##### Provided passage

Big Jeff obliged. Chuckling obsequiously, he related the story of Trump’s lucky eagle, a shot struck on the golf course as Immelt and NBC were laying out the terms of the deal for The Apprentice. Immelt delivered the punch line: Trump had proclaimed that he was the richest golfer in the world, the CEO said, to laughter from the crowd in the White House.

Now the president cut in to correct him. “I actually said I’m the best golfer of all the rich people.”

His large frame slightly hunched at the table in the opulent dining room, Jeff Immelt blushed and laughed along.

 

After the election, most companies weren’t looking to get noticed by the incoming president, who had already targeted AT&T and Boeing. It wasn’t clear how the new White House would treat businesses going forward.

Immelt often reminded people that he was a Republican, despite never quite shaking an association with President Obama after leading his jobs council, but wasn’t backing down on GE’s strategy or direction because of Donald Trump. Immelt embraced the situational pragmatism of the high-powered. His priorities were the company’s—deregulatory and laissez-faire—but ultimately mutable, in response to the needs of the moment, and contested only when the bottom line was truly threatened. That could lead to unexpected divergence from stereotype. For instance, when President George W. Bush rolled out his tax cuts, Immelt told one investor that the plan didn’t make sense. “Why cut my taxes?” he said, referring to his wealth. “Why not let the poorer people have it and spend it?”

##########

→ **Given instruction A**:
Rewrite the Jeff Immelt passage from "His large frame" to "businesses going forward.", replacing "opulent" with "lavish".
→ **Given instruction B**:
List every company named in the Jeff Immelt passage.

##### Dataset rows

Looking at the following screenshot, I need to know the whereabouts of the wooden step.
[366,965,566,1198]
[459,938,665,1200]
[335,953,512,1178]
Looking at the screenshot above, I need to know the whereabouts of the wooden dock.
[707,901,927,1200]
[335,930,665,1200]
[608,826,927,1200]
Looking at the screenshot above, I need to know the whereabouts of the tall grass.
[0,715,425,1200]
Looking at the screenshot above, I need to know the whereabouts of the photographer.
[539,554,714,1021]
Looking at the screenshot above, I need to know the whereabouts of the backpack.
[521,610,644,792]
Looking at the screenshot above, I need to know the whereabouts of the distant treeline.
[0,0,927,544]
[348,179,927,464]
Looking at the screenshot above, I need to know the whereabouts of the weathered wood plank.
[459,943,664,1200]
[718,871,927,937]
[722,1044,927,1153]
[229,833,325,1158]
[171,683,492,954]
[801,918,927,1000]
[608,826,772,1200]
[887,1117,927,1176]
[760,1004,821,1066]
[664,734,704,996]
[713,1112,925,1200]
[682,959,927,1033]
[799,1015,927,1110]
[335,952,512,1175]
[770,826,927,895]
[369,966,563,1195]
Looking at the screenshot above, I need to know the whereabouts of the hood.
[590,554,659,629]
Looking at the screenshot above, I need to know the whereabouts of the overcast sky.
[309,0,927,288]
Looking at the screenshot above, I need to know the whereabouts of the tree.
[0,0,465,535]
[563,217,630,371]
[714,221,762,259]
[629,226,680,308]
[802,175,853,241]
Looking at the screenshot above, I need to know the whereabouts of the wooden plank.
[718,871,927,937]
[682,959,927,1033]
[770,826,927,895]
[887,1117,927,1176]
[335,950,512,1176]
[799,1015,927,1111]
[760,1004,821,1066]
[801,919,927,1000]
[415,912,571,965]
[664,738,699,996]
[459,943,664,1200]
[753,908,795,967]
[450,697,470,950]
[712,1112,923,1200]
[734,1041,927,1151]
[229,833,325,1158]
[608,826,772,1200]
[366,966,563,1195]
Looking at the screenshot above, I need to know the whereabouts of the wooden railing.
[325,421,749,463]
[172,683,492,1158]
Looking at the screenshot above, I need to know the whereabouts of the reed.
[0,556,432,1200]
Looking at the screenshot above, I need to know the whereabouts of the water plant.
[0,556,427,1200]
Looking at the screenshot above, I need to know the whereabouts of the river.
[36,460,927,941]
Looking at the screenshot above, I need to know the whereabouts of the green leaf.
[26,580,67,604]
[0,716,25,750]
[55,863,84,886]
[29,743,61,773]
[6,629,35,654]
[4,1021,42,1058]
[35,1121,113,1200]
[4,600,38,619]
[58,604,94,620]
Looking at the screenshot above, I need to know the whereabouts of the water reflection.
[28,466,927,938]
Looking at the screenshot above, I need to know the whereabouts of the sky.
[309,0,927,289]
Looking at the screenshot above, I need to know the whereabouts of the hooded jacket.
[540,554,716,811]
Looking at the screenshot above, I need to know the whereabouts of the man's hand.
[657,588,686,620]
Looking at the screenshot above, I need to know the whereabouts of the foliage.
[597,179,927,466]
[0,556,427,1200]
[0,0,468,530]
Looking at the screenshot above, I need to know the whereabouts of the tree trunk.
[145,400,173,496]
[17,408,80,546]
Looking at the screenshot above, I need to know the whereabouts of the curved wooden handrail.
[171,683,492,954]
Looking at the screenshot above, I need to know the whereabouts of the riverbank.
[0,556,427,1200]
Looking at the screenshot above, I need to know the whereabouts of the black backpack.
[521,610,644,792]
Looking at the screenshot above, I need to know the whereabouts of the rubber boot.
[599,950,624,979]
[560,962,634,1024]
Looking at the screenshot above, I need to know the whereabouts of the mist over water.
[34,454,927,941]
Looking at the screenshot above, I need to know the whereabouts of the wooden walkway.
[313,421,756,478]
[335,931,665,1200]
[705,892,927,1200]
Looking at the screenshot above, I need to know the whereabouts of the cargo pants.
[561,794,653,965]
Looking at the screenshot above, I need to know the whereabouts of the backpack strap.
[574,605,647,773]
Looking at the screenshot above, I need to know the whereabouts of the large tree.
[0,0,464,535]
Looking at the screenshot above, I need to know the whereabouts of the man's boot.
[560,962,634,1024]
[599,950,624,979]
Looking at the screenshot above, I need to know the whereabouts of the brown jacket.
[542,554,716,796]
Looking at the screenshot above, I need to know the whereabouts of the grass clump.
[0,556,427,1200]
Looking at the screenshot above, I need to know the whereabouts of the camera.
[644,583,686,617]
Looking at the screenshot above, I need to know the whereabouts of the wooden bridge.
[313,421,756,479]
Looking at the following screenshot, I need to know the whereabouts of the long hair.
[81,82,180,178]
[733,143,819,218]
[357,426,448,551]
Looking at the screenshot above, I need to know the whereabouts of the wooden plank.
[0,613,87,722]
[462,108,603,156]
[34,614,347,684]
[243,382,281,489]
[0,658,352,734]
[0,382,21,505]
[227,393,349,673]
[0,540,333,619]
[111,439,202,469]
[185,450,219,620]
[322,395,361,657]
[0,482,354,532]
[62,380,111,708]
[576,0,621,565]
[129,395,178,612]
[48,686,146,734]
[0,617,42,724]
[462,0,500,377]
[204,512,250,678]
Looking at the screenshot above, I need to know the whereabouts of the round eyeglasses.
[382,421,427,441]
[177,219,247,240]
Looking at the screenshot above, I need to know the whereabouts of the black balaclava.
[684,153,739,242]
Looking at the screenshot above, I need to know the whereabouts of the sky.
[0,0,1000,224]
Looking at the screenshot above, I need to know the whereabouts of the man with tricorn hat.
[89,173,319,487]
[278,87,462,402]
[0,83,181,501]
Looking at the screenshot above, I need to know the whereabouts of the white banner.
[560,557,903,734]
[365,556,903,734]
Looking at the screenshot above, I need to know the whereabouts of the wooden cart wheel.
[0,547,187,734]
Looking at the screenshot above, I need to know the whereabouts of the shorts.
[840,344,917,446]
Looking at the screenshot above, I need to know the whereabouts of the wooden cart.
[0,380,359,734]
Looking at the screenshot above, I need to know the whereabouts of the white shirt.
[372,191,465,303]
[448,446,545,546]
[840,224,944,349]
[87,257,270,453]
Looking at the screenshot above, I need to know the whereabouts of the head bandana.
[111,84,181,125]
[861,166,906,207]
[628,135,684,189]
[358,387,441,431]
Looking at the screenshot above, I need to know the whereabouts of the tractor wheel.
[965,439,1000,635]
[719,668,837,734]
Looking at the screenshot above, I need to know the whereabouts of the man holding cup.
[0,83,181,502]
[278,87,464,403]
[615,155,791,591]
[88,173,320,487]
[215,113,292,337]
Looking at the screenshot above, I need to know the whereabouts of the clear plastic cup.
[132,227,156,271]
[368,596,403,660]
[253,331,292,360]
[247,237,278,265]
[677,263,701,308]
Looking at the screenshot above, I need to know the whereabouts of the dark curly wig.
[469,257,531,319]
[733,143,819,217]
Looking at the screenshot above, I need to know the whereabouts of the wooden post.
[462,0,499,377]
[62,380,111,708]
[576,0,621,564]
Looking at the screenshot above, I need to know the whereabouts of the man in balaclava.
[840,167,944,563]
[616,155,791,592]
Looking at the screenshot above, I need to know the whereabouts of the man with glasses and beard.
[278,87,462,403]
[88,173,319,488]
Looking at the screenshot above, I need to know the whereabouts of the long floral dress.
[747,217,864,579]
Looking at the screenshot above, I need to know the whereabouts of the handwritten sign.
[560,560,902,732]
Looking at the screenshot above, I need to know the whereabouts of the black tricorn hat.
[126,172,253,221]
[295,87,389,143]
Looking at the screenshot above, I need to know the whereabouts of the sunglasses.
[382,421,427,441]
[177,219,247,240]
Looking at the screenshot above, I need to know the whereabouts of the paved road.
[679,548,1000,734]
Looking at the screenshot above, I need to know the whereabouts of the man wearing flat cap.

##########

→ **Response A**:
His large frame slightly hunched at the table in the lavish dining room, Jeff Immelt blushed and laughed along.

 

After the election, most companies weren’t looking to get noticed by the incoming president, who had already targeted AT&T and Boeing. It wasn’t clear how the new White House would treat businesses going forward.

→ **Response B**:
NBC, AT&T, Boeing, GE